*Description of the task:*
Return the records, each one exactly as written.

*Material for the task:*
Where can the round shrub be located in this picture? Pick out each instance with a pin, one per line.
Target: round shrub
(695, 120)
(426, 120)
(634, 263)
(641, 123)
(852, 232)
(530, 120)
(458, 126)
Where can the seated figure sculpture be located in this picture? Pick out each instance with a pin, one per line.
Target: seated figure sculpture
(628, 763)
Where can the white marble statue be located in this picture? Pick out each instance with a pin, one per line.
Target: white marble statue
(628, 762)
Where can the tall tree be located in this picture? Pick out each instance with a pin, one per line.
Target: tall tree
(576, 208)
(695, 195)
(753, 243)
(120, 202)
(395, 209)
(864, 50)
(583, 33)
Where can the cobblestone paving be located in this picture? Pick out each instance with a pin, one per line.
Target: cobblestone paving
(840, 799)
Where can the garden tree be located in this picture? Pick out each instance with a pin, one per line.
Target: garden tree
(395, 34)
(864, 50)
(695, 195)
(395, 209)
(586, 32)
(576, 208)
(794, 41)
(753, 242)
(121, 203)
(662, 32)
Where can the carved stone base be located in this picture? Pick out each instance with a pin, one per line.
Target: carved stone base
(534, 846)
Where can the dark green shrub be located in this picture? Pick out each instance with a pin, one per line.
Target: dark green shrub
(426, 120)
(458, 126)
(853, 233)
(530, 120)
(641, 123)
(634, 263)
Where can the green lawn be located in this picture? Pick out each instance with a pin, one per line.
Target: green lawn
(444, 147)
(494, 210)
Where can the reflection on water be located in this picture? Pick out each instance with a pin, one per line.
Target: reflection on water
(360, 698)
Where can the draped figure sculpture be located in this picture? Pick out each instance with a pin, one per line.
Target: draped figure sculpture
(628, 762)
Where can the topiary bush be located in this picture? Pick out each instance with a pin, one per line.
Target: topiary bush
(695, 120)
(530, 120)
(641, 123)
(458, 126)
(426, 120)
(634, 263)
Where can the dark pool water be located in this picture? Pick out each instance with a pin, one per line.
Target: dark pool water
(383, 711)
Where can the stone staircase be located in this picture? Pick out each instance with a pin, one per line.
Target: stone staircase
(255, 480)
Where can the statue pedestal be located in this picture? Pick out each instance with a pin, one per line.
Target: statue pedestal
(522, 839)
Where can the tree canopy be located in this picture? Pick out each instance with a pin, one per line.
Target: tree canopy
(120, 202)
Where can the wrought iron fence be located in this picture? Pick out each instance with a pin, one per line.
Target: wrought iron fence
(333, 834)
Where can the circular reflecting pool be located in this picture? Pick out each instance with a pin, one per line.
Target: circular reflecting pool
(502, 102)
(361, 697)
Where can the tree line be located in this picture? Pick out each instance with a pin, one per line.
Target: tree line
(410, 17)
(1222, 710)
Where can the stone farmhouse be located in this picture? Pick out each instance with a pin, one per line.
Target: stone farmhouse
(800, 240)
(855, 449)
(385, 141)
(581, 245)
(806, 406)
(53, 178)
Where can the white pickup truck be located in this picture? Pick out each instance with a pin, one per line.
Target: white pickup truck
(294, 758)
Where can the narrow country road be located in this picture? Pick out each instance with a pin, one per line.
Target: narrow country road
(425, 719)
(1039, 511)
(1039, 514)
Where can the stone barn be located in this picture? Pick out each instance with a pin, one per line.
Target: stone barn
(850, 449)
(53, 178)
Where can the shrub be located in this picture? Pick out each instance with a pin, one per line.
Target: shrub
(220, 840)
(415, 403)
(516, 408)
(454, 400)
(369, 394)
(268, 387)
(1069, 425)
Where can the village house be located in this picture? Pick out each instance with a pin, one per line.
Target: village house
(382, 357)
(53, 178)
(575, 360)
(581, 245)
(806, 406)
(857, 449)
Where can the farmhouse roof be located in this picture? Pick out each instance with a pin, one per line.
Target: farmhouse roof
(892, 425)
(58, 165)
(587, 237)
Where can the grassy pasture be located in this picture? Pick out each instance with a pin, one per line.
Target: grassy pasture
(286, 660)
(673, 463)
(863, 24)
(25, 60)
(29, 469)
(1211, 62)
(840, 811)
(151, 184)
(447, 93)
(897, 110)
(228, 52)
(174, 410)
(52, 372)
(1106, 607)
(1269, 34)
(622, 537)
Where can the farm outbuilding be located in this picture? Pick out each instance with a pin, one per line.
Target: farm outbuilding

*Solved problem:*
Where can the round shrub be located in this picture? Pick out each instance with a pin, one per line.
Target: round shrub
(695, 120)
(426, 120)
(634, 263)
(641, 123)
(852, 232)
(530, 120)
(458, 126)
Where can the seated figure sculpture be located in this picture? Pick out each instance with a pin, one per line.
Target: seated figure sculpture
(628, 763)
Where can the white marble statue be located in this picture? Pick out each instance with a pin, one per line.
Target: white marble statue
(628, 762)
Where can the tall tree be located in this picture? Pick out each instance with a pin, one per line.
Target: tall tree
(576, 208)
(695, 195)
(753, 243)
(120, 202)
(395, 209)
(864, 50)
(583, 33)
Where can the cobblestone paving be located in this picture? Pick out each instance with a pin, one per line.
Target: cobblestone paving
(840, 799)
Where can the garden tree be located in this picture? Pick out each instance with a pin, one per line.
Target: garden tree
(395, 34)
(864, 50)
(695, 195)
(395, 209)
(586, 32)
(576, 208)
(794, 41)
(753, 242)
(121, 203)
(662, 32)
Where can the carved stone base be located in this picture? Pick out each instance with a pin, one per line.
Target: carved stone base
(534, 846)
Where can the dark green shrub be located in this picture? Pick out each instance with a pin, one per line.
Target: dark green shrub
(426, 120)
(458, 126)
(853, 233)
(530, 120)
(641, 123)
(634, 263)
Where can the green lawn be located in this picture? Pick out each instance with a pin, one per line.
Target: green lawn
(444, 147)
(494, 210)
Where can the reflection on water be located in this picture? Pick out each instance with a pin, one per line.
Target: reflection on water
(360, 698)
Where can the draped figure sculpture be located in this picture? Pick out each instance with a pin, one per line.
Target: draped figure sculpture
(628, 762)
Where can the topiary bush be located in this picture? Pick out each instance with a pin, one per line.
Target: topiary bush
(695, 120)
(530, 120)
(641, 123)
(458, 126)
(426, 120)
(634, 263)
Where can the dark pool water be located in this picture? Pick out each instance with a pin, one per line.
Target: dark pool water
(383, 711)
Where can the stone staircase be located in this picture? Pick out each instance with a pin, one per line.
Target: stone staircase
(255, 480)
Where can the statue pedestal be located in this picture? Pick out each instance with a pin, one per line.
Target: statue pedestal
(522, 839)
Where can the tree canopy be located in this picture? Pick out each instance with a pin, one per line.
Target: tree canopy
(120, 202)
Where can the wrought iron fence be located in this picture? Pick out each instance with a pin, one per line.
Target: wrought iron fence
(333, 834)
Where can the circular reflecting pool be located in this picture? Pick out each instance with a pin, one per line.
Target: circular reflecting pool
(502, 102)
(361, 697)
Where can the tree line be located in this picture? Pick out each instance with a pin, one per line.
Target: tree line
(410, 17)
(1222, 710)
Where can the stone farmhouse be located in this picture? Pick out each instance with a pin, one per line.
Target: stone farmhouse
(800, 240)
(855, 449)
(385, 141)
(581, 245)
(806, 406)
(53, 178)
Where can the white pickup truck be located in this picture? Pick out each instance with a pin, one per line.
Target: white pickup truck
(294, 758)
Where can the narrow country road be located in this picture? Pick out each instance with a pin, one per line.
Target: narrow country road
(425, 719)
(1039, 511)
(1039, 514)
Where can the stone barn be located in this picture? Pick out each instance with a pin, one per line.
Target: stone barn
(850, 449)
(53, 178)
Where can the shrub be located in this picture? Pick out each instance with a pin, one per line.
Target: shrub
(220, 840)
(415, 403)
(516, 408)
(454, 400)
(369, 394)
(268, 387)
(1069, 425)
Where can the village house be located in this picture? Pick out each instance with a pin, one per line.
Target: village house
(382, 357)
(53, 178)
(575, 360)
(581, 245)
(806, 406)
(857, 449)
Where can the farmhouse roof be located in this picture? Pick out each instance with a pin, one per line.
Target: farmhouse roof
(892, 425)
(58, 165)
(587, 237)
Where can the grassy pasture be located in this picture? Pick out each instance with a pin, one per line.
Target: grassy pasture
(286, 660)
(673, 463)
(863, 24)
(25, 60)
(29, 469)
(1211, 62)
(840, 811)
(151, 184)
(447, 93)
(897, 110)
(228, 52)
(174, 410)
(52, 372)
(1106, 607)
(1269, 34)
(622, 537)
Where can the farm outbuilding be located in this picture? Pick out each instance with a pin, one per line.
Target: farm outbuilding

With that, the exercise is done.